▶ OBJECTIVE: Continue the article about newspaper claims that segregated bike lanes cause road congestion, picking up right after its last sentence.

▶ EXCERPT PROVIDED:

Sunday Times front page says road jams caused by segregated bike lanes

0.2 percent of the roads in London have been equipped with protected cycleways yet the Sunday Times today claims that road congestion in the UK is caused by "the squeezing of road-space by segregated cycle lanes." Mark Hookham, the newspaper’s transport correspondent, listed that as the second of four reasons blamed for worsening congestion in the UK. (The other reasons were the growth of white van deliveries thanks to internet shopping, increasing numbers of mini-cabs and badly planned roadworks.)

The claim that "segregated cycle lanes" – of which there are a tinier number nationwide than there are in London – are causing congestion in the whole of the UK is not backed with any evidence yet is now there in black-and-white on the front cover of a supposedly "serious" newspaper.

On 5th October a similar claim was carried on the front page of the Daily Mail, which also claimed that cycleways cause pollution, as if London wasn’t already plagued with particulates.

The piece was headlined: "Cycle lanes lunacy!" and claimed that "more and more are being built across Britain," adding that "the maddest thing of all [is] they’re often EMPTY." Many roads are also empty outside of the peak, but there has been no Daily Mail cover story on that.

Transport for London has said the addition of cycle superhighways has, in fact, seen a higher capacity of moving people, disagreeing with the view that they have increased congestion. Cars take up a lot of room yet often contain just one person – a road with fifteen cars on it looks full and busy; a cycleway with fifteen cyclists on it, using space efficiently, doesn’t look busy.

▶ ENTRIES PROVIDED:
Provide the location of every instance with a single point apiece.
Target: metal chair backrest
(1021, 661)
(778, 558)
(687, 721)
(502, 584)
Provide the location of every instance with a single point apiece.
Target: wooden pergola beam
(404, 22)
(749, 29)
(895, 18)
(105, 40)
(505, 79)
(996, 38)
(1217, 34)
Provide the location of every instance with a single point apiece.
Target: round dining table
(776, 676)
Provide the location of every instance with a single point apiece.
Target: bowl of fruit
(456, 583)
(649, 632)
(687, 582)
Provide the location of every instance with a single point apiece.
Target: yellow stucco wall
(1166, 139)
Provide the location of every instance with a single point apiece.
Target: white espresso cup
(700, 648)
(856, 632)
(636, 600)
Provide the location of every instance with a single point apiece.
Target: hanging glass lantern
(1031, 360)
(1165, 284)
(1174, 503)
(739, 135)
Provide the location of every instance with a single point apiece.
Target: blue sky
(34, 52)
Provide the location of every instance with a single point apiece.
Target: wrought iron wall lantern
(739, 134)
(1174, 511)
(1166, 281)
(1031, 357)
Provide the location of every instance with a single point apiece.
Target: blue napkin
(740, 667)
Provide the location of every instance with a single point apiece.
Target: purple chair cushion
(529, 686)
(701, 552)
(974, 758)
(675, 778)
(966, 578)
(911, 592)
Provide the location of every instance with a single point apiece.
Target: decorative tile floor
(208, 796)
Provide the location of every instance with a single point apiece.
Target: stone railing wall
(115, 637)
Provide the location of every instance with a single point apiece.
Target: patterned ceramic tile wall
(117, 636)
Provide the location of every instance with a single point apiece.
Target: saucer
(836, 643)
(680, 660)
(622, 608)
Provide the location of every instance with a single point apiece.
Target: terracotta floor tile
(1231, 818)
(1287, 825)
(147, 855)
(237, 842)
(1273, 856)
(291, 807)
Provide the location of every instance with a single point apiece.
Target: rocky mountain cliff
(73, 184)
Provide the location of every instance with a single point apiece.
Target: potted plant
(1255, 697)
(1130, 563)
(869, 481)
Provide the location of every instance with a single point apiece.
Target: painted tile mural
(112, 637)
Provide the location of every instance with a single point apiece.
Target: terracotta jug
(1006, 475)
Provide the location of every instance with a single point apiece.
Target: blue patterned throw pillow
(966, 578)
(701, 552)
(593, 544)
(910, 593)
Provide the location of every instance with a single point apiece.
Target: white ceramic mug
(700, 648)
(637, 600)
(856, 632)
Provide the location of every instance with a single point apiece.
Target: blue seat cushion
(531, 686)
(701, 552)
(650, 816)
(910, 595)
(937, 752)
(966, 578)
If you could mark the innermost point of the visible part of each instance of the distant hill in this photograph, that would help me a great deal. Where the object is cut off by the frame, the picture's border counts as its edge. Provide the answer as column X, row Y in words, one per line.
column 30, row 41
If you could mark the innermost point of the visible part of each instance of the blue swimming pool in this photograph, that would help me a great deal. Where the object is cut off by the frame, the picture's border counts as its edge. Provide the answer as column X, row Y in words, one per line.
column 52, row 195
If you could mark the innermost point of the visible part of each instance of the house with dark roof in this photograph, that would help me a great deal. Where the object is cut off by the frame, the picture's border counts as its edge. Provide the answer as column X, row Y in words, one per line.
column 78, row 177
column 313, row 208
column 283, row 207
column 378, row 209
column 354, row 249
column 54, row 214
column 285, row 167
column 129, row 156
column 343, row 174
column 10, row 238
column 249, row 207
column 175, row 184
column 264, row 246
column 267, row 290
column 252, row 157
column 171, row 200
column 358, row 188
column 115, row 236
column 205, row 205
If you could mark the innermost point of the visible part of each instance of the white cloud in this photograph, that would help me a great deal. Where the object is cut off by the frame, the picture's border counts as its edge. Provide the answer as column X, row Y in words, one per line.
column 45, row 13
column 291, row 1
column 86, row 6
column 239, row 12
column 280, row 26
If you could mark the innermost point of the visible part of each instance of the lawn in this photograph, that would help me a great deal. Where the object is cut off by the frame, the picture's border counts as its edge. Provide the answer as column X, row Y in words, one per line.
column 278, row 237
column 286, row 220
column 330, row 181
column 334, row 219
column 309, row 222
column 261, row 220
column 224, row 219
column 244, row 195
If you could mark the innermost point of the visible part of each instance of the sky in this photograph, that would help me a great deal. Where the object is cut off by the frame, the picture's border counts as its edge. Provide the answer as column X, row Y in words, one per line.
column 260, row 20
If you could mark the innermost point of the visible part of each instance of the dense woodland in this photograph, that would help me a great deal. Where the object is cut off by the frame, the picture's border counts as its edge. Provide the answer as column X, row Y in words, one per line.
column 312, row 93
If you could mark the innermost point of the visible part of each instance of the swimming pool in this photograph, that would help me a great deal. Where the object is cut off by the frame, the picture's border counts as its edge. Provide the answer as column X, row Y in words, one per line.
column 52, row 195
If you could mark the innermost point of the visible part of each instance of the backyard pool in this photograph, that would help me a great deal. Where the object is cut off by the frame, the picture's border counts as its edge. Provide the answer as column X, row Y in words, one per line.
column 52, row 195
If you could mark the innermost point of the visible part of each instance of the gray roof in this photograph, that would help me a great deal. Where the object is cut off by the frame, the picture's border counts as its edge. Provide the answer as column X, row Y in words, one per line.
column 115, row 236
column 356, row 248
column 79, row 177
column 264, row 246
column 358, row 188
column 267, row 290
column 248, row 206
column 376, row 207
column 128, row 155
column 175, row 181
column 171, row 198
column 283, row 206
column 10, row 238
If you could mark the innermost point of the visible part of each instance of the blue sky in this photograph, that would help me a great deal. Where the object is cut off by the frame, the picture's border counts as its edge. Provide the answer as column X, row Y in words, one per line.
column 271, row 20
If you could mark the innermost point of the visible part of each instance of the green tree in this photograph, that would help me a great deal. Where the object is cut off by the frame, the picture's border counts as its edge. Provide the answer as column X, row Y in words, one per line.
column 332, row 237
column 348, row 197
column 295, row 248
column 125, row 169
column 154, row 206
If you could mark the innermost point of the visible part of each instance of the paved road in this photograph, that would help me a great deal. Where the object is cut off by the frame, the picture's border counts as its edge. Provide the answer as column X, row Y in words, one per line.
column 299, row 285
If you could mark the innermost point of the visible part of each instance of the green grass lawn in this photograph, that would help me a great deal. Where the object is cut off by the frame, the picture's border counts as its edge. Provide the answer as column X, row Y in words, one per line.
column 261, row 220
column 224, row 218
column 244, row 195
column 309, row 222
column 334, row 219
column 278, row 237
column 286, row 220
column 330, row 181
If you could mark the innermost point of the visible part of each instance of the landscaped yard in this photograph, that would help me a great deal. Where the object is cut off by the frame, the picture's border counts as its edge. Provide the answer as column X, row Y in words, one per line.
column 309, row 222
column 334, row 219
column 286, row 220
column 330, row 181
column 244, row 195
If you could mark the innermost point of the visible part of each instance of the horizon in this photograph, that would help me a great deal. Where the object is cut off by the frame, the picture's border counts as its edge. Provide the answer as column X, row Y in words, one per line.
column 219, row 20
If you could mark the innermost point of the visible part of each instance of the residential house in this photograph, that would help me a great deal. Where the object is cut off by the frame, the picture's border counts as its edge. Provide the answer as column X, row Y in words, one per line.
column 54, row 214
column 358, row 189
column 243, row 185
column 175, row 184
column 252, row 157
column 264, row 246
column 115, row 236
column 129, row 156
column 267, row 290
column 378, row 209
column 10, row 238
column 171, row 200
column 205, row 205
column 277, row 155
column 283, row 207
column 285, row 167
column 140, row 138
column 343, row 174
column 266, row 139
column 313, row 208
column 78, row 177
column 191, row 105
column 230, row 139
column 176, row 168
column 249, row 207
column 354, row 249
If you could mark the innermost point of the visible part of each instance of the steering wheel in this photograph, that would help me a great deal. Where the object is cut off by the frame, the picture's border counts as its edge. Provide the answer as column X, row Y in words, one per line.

▶ ANSWER:
Complaining about the cycleway on London’s Embankment journalist Tom Rawstorne wrote that: "Traffic has been brought to a virtual standstill" ignoring the fact that the Embankment has long been jammed with motor traffic. The cycleway along the Embankment replaced not a travel lane but space set aside for coach parking.

But the “cycle lane lunacy” isn’t just confined to London, claimed Rawstorne. "From Cambridge to Cornwall, lanes are being marked off for bicycles, and residential streets are being turned into rat runs by desperate motorists looking for a way past the jams," he wrote.

The articles in the Sunday Times and the Daily Mail are similar to many other motor-centric pieces that have been published down the years, written to appease the kind of folks sitting behind steering wheels looking to blame anyone but themselves for the amount of cars in front of them, or, as car satnav maker TomTom put it in a 2010 outdoor poster: “You are not stuck in traffic. You are traffic.”

Official government stats show why there’s now more congestion on the roads: there are simply more motor vehicles on the roads. At the end of 2011 there were 34.2 million motor vehicles, of which 28.5 million were cars. At the end of June 2016 there were 37.1 million motor vehicles, of which 30.7 million were cars. So, in the space of just five years nearly three million more motor vehicles have hit the already congested roads of Great Britain. 

National newspapers could include such obviously pertinent statistics in their stories about impending gridlock, but don’t.

The report in the Sunday Times was based on data crunched by traffic info specialist Inrix. Graham Cookson, the company’s new chief economist, believes that congestion is a sign of a healthy economy, and London’s jams, he said, are mostly caused by the construction boom. 

London’s Road Modernisation Plan includes the installation of "intelligent" traffic lights, Cycle Superhighways and the redesign of key junctions. Cookson said the construction of the protected cycleways impacted on congestion but will reduce it in the long term. It’s a “short term pain for long term gain," he said on the Inrix blog.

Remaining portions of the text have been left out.